Part of a data file:

## Start

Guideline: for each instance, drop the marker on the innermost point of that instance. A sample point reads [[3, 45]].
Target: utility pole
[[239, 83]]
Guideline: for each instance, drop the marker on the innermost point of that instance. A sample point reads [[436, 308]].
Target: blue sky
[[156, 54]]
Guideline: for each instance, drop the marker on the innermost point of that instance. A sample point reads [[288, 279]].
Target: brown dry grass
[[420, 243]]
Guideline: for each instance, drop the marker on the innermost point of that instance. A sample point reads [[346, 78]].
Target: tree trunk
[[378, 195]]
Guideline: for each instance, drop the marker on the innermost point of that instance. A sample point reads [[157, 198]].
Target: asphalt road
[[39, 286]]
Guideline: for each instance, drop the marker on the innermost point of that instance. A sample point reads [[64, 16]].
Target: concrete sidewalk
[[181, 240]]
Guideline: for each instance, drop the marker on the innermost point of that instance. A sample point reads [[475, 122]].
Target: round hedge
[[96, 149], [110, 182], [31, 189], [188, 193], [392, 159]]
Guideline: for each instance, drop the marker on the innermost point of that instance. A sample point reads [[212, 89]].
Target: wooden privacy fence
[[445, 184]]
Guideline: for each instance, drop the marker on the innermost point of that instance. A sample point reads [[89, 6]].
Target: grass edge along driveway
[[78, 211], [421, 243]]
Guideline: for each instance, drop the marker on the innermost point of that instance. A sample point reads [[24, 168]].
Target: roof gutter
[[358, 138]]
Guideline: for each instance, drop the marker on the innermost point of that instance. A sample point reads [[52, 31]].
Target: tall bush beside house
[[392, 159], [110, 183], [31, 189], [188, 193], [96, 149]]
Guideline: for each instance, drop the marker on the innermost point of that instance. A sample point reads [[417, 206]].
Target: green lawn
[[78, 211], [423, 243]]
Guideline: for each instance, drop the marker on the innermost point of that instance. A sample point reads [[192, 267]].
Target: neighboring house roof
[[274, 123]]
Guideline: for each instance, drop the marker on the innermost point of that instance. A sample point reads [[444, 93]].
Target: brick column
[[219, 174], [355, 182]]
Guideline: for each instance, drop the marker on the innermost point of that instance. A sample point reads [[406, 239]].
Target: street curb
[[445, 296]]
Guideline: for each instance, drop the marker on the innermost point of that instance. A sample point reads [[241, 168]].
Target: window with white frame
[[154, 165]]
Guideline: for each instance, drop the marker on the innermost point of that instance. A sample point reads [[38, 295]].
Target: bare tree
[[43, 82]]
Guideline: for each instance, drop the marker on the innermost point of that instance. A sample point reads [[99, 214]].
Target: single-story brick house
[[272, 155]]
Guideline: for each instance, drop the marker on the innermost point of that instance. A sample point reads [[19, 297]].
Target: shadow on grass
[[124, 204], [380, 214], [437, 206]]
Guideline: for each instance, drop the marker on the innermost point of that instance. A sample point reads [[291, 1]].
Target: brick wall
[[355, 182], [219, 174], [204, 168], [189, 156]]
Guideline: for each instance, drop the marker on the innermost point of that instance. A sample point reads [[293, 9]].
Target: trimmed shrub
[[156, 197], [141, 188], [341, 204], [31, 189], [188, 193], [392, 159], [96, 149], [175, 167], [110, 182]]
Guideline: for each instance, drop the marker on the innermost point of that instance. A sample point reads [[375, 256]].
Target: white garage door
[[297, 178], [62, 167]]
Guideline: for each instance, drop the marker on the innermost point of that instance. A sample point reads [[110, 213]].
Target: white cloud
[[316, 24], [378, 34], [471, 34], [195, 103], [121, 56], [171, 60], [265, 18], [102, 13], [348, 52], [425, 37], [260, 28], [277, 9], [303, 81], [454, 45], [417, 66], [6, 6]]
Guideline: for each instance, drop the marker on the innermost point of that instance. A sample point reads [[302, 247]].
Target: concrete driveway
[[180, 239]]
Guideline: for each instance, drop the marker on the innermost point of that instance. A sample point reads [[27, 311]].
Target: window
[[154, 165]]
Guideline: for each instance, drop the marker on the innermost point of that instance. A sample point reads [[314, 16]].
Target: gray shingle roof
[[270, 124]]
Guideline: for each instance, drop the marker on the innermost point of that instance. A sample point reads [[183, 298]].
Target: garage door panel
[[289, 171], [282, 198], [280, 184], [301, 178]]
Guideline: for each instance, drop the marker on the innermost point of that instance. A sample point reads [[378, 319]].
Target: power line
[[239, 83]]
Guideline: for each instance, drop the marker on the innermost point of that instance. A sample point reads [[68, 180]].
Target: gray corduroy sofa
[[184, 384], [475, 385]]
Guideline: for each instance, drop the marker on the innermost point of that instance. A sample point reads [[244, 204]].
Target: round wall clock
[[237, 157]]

## End

Stated problem | Rewrite the lines from the one holding "reads [[291, 1]]." through the one holding "[[289, 171], [282, 198], [280, 184], [301, 178]]", inclusive, changing "marker" to "pin" and leaving everything else untouched. Give back only those lines.

Response |
Guideline: for each instance, drop the pin on the innermost point of that instance. A sample point reads [[291, 1]].
Target: brick wall
[[355, 182], [219, 174], [204, 168], [189, 156]]
Guideline: for each instance, drop the pin on the innermost point of that instance. A sample point reads [[293, 9]].
Target: trimmed shrub
[[156, 197], [141, 188], [341, 204], [31, 189], [188, 193], [392, 159], [96, 149], [175, 167], [110, 182]]
Guideline: for each instance, drop the pin on the innermost point of that instance. A sample point reads [[375, 256]].
Target: white garage door
[[297, 178], [62, 167]]
Guideline: for each instance, drop the pin on the innermost point of that instance. A sample point reads [[110, 213]].
Target: white cloud
[[316, 24], [378, 34], [471, 34], [195, 103], [121, 56], [171, 60], [265, 18], [102, 13], [348, 52], [425, 37], [260, 28], [277, 9], [303, 81], [454, 45], [417, 66], [6, 6]]
Guideline: for each instance, drop the pin on the innermost point of that instance. A sample point reads [[302, 247]].
Target: concrete driveway
[[180, 239]]
Guideline: for each instance, drop the pin on the innermost point of that instance. A sample point reads [[27, 311]].
Target: window
[[154, 165]]
Guideline: for each instance, drop the pin on the innermost point of that instance. A sample point reads [[314, 16]].
Target: gray shingle roof
[[270, 124]]
Guideline: for each instance, drop the pin on the innermost point of that instance. A sample point reads [[183, 298]].
Target: garage door panel
[[289, 171], [282, 198], [280, 184], [301, 178]]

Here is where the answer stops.